▶ **Goal 1**: Recast every line of the rows below as a JSON list of strings, one string per line, skipping blank lines. Leave the pictures out.

▶ **Provided passage**:
>>>>>
Volleyball is not just a sport for me. For me it is a way of life, a stress reliever, a solid work out but most importantly it is home for me. Volleyball gives me that sense of purpose in life, a togetherness feeling that comes from my teammates. Volleyball has given me that feeling of home since around sixth grade, when I first got involved in the sport. It quickly accelerated when I began high school though when I started playing club volleyball at Sports Performance Volleyball Club. Sports Performance Volleyball Club is based out of Aurora, Illinois at the Great Lakes Center. The Great Lakes Center is hard to miss when driving down the road, a very long white and blue building with the words “Great Lakes Volleyball Center” engraved onto the front. The Great Lakes Center has sections. One building for the upper level College-Prep group and another more colorful building for the Youth Program. Once inside one will see what seems to be like an unending amount of volleyball courts. In the main gym there are eight courts and in the Youth Program gym there is four. Benches and bleachers line the courts and scoreboards are hung on the back walls of the court where the court numbers are located as well. One might think that a long gym would not be someones ideal thought of being “Home” but for me I found a home playing the sport I love while being pushed by my coaches and teammates to be the best I could be.
Ask anyone that played club volleyball with me at Sport Performance and it will be the same answer, that we feel that it is similar to being in the army. Everyone imagines that being in the army is very strict and hard because of the physical demands. We felt that with whats demanded of us was similar. The rules the players have to follow and the amount of hours we spend striving for perfection. All just to achieve one thing, becoming a collegiate athlete
I was involved in many sports growing up, tennis, golf, and soccer but nothing really caught me as much as volleyball did. I loved the fast pace aspect of the game and how it always kept me on my toes; literally. I would take volleyball lessons when I first started playing. The first time I was involved with a team was in 7th grade at my middle school. I played in both 7th and 8th grade but when I got to high school focusing on really improving in my volleyball skill level became more important. If I wanted to continue in the program at my high school, you always had to be playing and improving. No off-season if you wanted to get better to make the team the following year.
Sports Performance felt like a home to me because everyone there was knit into one big family, bonded by one thing: volleyball. We all had a passion for the game. The coaches loved to share their years of coaching to help the players achieve their goals and the coaches had the backs of their players similar to how parents take care of their kids. All the players from my club would all feel that we were one big “Sports Performance family”. We would all want to be anywhere but the gym if we had a tough practice but when all was good, there was nowhere we’d rather be than all together playing the sport we loved.
<<<<<
▶ **Goal 2**: Repeat word for word everything in the volleyball essay above, from "Sports Performance felt" down to "sport we loved.".

▶ **Data section**:
>>>>>
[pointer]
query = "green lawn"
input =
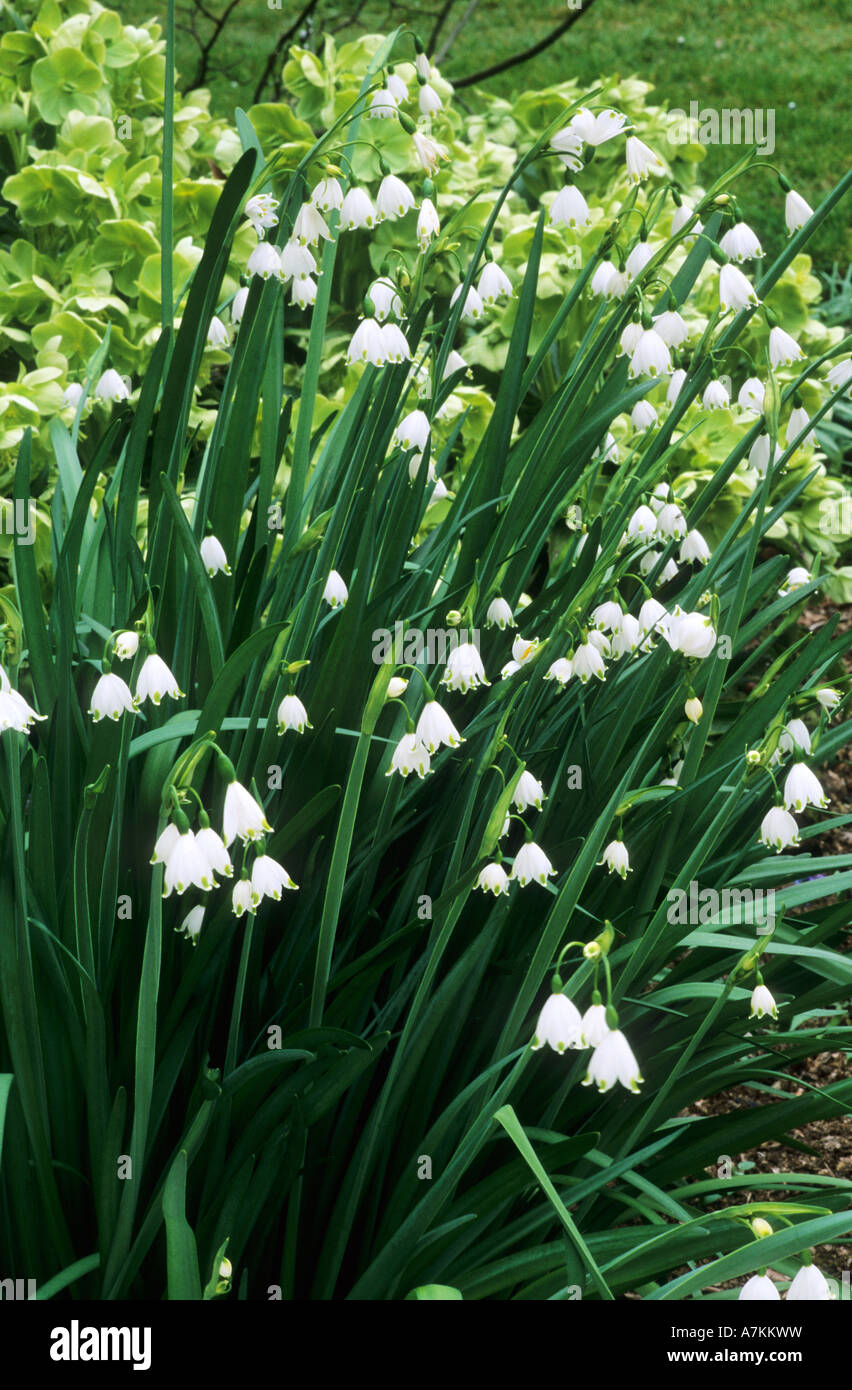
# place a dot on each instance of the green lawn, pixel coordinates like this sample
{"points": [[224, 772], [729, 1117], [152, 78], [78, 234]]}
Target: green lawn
<<<<<
▶ **Written answer 1**:
[
  "[pointer]",
  "query = \"green lawn\"",
  "input =",
  "# place a dot on each instance of the green lawn, pixel coordinates like this sample",
  "{\"points\": [[224, 772], [729, 1117], [152, 78], [78, 234]]}",
  "Target: green lawn"
]

▶ **Written answer 2**:
Sports Performance felt like a home to me because everyone there was knit into one big family, bonded by one thing: volleyball. We all had a passion for the game. The coaches loved to share their years of coaching to help the players achieve their goals and the coaches had the backs of their players similar to how parents take care of their kids. All the players from my club would all feel that we were one big “Sports Performance family”. We would all want to be anywhere but the gym if we had a tough practice but when all was good, there was nowhere we’d rather be than all together playing the sport we loved.